Required task
Count the lines in the data below that contain the string "plant", treating uppercase and lowercase as different, and reply with the number alone.
━━━━━ Material for this exercise ━━━━━
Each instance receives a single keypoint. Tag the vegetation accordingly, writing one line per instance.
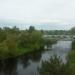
(55, 67)
(14, 42)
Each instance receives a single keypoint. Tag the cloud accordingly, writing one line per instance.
(38, 11)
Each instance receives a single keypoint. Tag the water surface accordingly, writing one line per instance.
(27, 64)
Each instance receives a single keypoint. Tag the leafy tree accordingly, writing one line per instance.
(55, 67)
(31, 28)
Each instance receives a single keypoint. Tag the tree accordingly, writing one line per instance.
(55, 67)
(31, 28)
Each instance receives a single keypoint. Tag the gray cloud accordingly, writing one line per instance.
(38, 11)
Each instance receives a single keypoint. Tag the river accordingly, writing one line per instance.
(28, 64)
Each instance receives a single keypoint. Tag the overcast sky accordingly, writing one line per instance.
(59, 12)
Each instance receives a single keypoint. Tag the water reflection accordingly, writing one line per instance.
(27, 64)
(8, 67)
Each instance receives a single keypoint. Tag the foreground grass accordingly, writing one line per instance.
(71, 58)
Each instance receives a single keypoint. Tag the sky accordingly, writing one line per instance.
(43, 14)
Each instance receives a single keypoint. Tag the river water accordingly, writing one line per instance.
(28, 64)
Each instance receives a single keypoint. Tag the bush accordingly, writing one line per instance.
(55, 67)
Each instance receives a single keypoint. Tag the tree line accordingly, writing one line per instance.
(14, 41)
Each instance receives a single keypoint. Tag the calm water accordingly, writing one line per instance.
(28, 64)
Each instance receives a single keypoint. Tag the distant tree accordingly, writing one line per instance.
(31, 28)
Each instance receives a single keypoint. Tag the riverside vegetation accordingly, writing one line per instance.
(14, 42)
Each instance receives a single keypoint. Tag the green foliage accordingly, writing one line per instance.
(14, 41)
(55, 67)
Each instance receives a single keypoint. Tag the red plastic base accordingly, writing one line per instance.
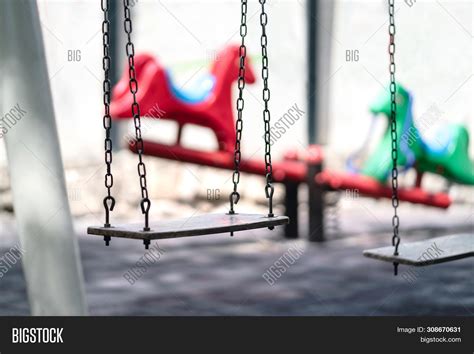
(370, 187)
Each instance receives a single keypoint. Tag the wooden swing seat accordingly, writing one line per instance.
(193, 226)
(427, 252)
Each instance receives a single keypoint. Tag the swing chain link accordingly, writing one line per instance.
(234, 197)
(393, 131)
(145, 203)
(269, 188)
(109, 200)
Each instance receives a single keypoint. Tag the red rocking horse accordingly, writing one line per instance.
(208, 104)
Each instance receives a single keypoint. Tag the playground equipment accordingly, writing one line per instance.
(203, 224)
(445, 154)
(215, 112)
(420, 253)
(50, 257)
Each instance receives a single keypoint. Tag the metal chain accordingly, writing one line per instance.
(393, 131)
(109, 201)
(133, 84)
(269, 189)
(234, 197)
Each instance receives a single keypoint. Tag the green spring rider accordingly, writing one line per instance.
(445, 154)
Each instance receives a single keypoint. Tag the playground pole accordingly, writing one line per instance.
(50, 260)
(319, 33)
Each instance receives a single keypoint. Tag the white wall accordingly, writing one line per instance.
(434, 53)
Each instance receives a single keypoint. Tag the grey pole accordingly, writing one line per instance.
(51, 260)
(320, 15)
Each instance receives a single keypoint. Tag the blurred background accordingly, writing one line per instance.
(219, 275)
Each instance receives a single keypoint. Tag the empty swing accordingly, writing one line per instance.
(196, 225)
(421, 253)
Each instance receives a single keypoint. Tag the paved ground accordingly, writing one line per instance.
(220, 275)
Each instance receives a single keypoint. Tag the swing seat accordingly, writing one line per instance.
(427, 252)
(192, 226)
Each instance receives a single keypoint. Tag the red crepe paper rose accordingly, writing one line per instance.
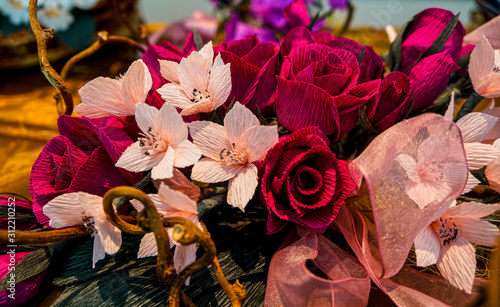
(253, 69)
(303, 182)
(319, 85)
(82, 158)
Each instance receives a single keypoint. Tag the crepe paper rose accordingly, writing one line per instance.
(318, 86)
(103, 96)
(303, 182)
(484, 69)
(85, 209)
(24, 290)
(83, 159)
(255, 65)
(199, 84)
(445, 242)
(170, 203)
(371, 66)
(429, 178)
(391, 103)
(421, 34)
(163, 144)
(231, 152)
(475, 127)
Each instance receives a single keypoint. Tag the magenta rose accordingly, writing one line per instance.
(303, 182)
(82, 158)
(320, 85)
(253, 69)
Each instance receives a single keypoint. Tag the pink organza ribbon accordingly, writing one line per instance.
(381, 246)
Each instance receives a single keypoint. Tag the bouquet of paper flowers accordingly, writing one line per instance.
(309, 172)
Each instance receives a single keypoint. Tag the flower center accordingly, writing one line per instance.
(89, 224)
(198, 96)
(447, 229)
(151, 141)
(228, 157)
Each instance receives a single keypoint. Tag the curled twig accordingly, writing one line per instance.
(42, 36)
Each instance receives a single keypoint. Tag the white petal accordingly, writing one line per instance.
(184, 256)
(242, 187)
(209, 137)
(427, 247)
(134, 158)
(186, 154)
(174, 94)
(64, 211)
(410, 167)
(478, 155)
(471, 183)
(102, 97)
(165, 167)
(148, 247)
(169, 70)
(193, 76)
(475, 126)
(170, 125)
(146, 117)
(458, 263)
(219, 85)
(136, 84)
(478, 231)
(237, 120)
(211, 171)
(176, 199)
(258, 140)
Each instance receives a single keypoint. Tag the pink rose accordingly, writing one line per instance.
(303, 182)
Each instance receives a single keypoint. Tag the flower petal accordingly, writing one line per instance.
(64, 211)
(102, 97)
(242, 187)
(482, 62)
(211, 171)
(478, 154)
(237, 120)
(475, 126)
(458, 263)
(136, 84)
(209, 137)
(169, 70)
(427, 247)
(165, 167)
(258, 140)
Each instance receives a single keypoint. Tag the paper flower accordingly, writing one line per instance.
(199, 84)
(231, 151)
(103, 97)
(163, 144)
(446, 242)
(429, 177)
(85, 209)
(484, 69)
(170, 203)
(475, 127)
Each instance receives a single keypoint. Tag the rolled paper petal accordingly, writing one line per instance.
(290, 283)
(422, 33)
(429, 79)
(395, 213)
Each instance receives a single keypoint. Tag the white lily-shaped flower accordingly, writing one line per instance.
(103, 97)
(163, 144)
(431, 176)
(199, 84)
(85, 209)
(230, 151)
(170, 203)
(475, 127)
(446, 242)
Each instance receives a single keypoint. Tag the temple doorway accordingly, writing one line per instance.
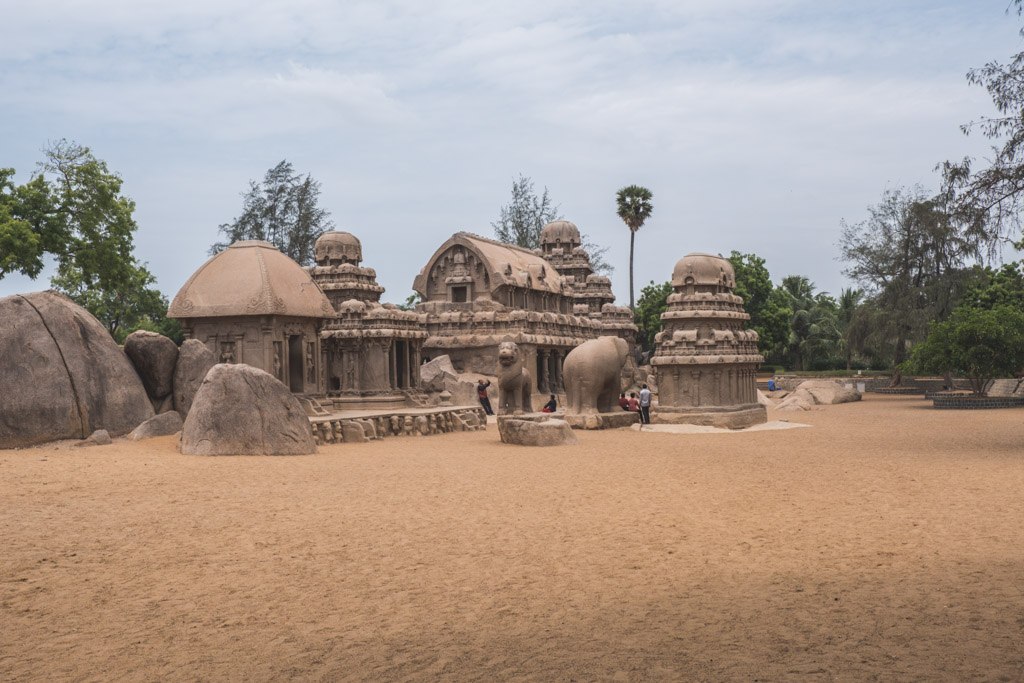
(295, 364)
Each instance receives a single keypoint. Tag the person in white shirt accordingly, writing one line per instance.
(645, 406)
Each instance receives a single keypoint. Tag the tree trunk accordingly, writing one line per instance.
(898, 359)
(633, 237)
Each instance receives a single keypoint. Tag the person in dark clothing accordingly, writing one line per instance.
(481, 393)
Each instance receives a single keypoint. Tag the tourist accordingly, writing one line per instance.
(481, 393)
(645, 406)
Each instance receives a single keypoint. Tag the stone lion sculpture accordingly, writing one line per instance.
(514, 385)
(591, 373)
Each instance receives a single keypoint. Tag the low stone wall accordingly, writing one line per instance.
(964, 401)
(357, 427)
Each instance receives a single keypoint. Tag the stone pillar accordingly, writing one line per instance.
(392, 357)
(543, 382)
(416, 363)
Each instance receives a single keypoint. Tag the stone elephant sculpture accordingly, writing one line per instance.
(591, 373)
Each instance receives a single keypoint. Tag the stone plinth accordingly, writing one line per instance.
(728, 417)
(535, 429)
(617, 420)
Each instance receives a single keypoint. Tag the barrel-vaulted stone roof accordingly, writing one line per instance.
(250, 279)
(699, 268)
(506, 264)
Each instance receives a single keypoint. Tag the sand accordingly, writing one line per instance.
(884, 543)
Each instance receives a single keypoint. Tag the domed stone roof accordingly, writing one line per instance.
(337, 247)
(704, 269)
(560, 230)
(250, 278)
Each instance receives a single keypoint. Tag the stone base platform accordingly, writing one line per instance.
(733, 417)
(619, 420)
(367, 424)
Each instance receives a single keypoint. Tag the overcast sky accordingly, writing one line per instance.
(757, 124)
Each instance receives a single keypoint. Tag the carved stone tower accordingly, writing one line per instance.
(705, 359)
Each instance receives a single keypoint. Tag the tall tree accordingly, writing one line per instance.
(520, 221)
(634, 207)
(769, 314)
(910, 255)
(647, 315)
(74, 211)
(284, 210)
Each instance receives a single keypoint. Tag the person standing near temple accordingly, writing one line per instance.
(481, 393)
(645, 406)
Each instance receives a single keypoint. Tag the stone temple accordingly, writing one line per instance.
(705, 358)
(477, 292)
(324, 332)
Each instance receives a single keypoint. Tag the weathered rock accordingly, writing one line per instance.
(98, 437)
(165, 404)
(162, 425)
(528, 432)
(61, 376)
(154, 356)
(439, 366)
(826, 392)
(195, 360)
(240, 410)
(798, 400)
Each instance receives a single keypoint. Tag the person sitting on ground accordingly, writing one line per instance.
(645, 398)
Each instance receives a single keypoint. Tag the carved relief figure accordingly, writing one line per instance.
(514, 384)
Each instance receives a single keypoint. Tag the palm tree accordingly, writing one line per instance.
(634, 209)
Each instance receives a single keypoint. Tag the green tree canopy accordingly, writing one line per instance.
(769, 315)
(912, 258)
(73, 210)
(520, 221)
(647, 314)
(977, 343)
(284, 210)
(634, 206)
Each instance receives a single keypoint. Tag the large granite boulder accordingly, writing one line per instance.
(195, 360)
(441, 366)
(154, 356)
(61, 375)
(164, 424)
(531, 432)
(240, 410)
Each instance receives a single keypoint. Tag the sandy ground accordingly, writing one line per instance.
(885, 543)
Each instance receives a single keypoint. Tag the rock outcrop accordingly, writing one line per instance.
(195, 360)
(164, 424)
(240, 410)
(62, 375)
(154, 356)
(817, 392)
(530, 432)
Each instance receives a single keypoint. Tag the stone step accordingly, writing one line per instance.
(1003, 388)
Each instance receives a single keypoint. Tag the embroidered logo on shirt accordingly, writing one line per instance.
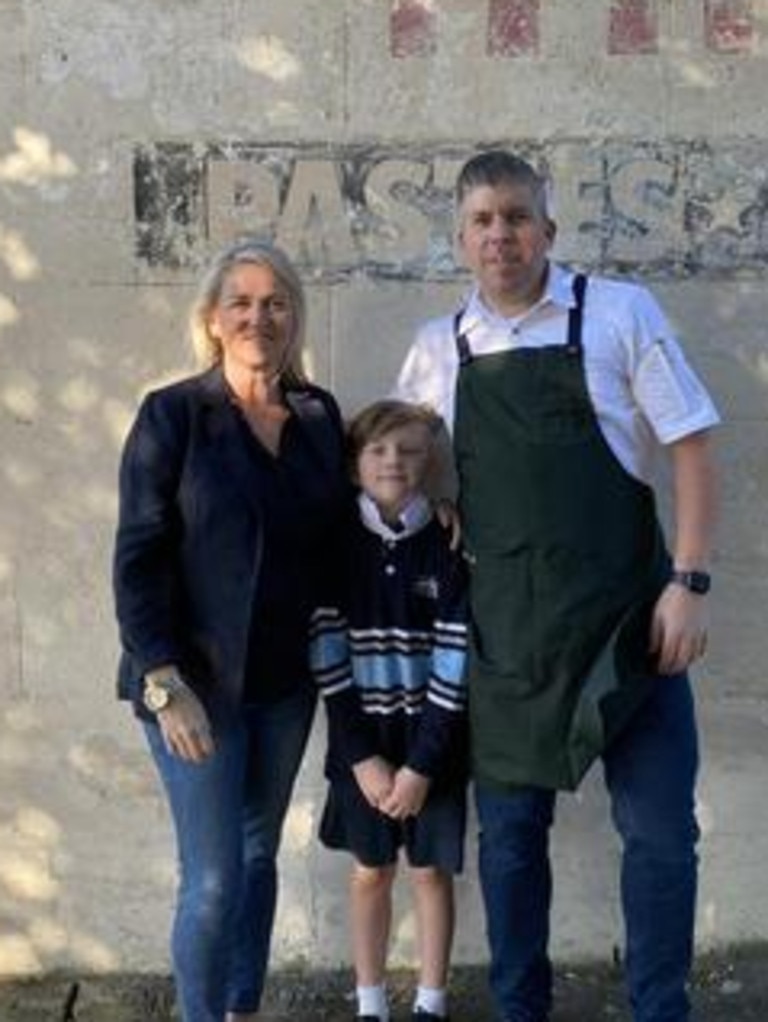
(426, 587)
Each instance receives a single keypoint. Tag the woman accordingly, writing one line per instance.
(231, 484)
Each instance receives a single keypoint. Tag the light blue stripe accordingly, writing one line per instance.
(391, 671)
(449, 664)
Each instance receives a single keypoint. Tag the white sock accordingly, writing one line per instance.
(372, 1001)
(433, 1000)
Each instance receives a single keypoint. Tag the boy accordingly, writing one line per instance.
(561, 391)
(389, 657)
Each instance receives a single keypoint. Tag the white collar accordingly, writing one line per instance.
(557, 290)
(413, 517)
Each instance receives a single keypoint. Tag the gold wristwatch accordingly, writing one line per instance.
(159, 693)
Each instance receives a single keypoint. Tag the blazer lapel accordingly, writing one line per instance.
(226, 438)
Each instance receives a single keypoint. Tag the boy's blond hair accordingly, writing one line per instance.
(381, 417)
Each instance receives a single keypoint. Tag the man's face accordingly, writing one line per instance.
(505, 240)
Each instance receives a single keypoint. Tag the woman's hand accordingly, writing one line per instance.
(186, 728)
(408, 794)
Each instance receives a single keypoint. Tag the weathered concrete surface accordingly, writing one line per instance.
(729, 987)
(133, 138)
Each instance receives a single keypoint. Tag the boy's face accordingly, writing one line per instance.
(391, 469)
(505, 241)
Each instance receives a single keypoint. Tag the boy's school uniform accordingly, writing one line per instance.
(389, 654)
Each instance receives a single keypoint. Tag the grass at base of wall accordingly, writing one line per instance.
(729, 985)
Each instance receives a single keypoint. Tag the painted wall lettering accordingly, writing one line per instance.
(670, 208)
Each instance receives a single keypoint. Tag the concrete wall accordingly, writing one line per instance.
(134, 138)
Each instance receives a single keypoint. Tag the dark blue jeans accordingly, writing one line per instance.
(650, 774)
(228, 815)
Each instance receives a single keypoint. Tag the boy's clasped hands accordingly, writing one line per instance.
(397, 793)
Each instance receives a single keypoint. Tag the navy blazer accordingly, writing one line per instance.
(189, 539)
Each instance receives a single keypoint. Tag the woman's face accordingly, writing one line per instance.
(254, 321)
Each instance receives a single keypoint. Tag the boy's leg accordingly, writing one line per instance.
(650, 773)
(516, 883)
(433, 895)
(370, 911)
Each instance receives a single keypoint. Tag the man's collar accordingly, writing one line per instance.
(557, 290)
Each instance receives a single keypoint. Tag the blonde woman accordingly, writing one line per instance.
(232, 484)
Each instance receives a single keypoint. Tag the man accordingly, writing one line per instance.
(560, 391)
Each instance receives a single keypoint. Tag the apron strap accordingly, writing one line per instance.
(575, 319)
(462, 344)
(576, 315)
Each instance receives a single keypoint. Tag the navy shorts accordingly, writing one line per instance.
(435, 837)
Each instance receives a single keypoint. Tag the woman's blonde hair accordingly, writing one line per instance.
(207, 349)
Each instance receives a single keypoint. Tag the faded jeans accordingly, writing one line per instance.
(228, 814)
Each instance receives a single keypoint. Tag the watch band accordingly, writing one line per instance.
(694, 581)
(159, 693)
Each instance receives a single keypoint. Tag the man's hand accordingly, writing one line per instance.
(678, 629)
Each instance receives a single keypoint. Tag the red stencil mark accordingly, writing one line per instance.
(633, 27)
(413, 29)
(729, 25)
(512, 28)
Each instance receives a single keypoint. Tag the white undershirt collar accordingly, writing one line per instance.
(413, 517)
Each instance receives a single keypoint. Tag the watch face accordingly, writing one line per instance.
(694, 582)
(155, 698)
(698, 582)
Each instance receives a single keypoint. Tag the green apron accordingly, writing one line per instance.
(567, 560)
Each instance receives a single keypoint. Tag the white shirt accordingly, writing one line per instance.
(643, 391)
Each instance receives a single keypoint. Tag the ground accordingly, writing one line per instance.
(728, 986)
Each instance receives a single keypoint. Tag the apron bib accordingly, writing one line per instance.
(567, 560)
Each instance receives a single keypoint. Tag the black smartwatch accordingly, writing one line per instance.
(695, 582)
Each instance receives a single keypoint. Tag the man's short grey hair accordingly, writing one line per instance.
(497, 167)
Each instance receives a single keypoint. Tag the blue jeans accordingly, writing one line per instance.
(228, 815)
(650, 774)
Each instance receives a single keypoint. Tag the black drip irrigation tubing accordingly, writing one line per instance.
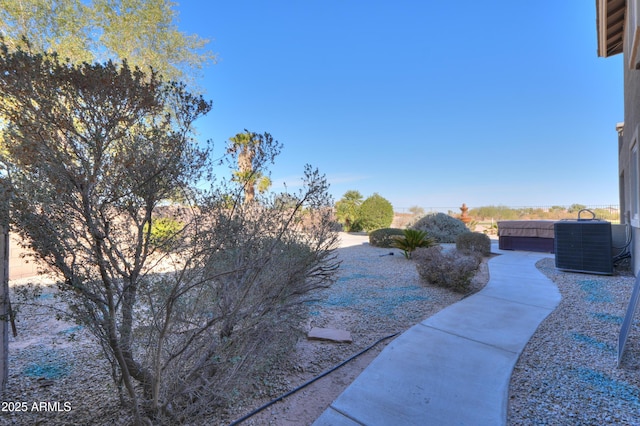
(302, 386)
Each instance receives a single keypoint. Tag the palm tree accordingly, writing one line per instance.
(245, 146)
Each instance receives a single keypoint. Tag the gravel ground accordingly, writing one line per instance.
(567, 374)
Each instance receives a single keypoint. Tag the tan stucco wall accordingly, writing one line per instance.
(631, 133)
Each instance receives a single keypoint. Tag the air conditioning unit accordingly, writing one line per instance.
(584, 246)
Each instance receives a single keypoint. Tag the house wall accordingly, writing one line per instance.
(629, 196)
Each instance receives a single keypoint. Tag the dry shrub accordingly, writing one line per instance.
(473, 242)
(449, 269)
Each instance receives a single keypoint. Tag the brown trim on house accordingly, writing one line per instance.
(610, 16)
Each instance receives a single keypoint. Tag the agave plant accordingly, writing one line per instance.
(411, 240)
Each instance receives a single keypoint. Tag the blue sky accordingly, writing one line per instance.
(427, 103)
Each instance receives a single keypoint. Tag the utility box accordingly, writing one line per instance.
(584, 246)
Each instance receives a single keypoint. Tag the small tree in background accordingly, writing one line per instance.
(348, 211)
(376, 212)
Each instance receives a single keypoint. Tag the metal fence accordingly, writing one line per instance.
(611, 211)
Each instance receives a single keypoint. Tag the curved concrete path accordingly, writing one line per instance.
(454, 368)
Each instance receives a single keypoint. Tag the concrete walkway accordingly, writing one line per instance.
(454, 368)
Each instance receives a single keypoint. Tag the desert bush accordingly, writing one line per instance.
(441, 227)
(471, 242)
(384, 237)
(376, 212)
(410, 240)
(449, 269)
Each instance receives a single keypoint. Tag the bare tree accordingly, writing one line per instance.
(92, 153)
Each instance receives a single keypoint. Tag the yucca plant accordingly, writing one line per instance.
(411, 240)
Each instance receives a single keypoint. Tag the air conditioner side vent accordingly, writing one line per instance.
(584, 246)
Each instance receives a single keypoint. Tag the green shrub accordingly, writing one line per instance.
(411, 240)
(348, 211)
(384, 237)
(471, 242)
(164, 231)
(376, 212)
(441, 227)
(449, 269)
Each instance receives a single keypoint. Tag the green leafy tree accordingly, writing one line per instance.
(144, 32)
(416, 211)
(376, 212)
(348, 211)
(92, 155)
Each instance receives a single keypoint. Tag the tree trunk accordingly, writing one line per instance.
(5, 308)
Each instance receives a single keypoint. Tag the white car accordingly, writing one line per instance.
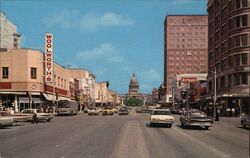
━━━━━
Final result
2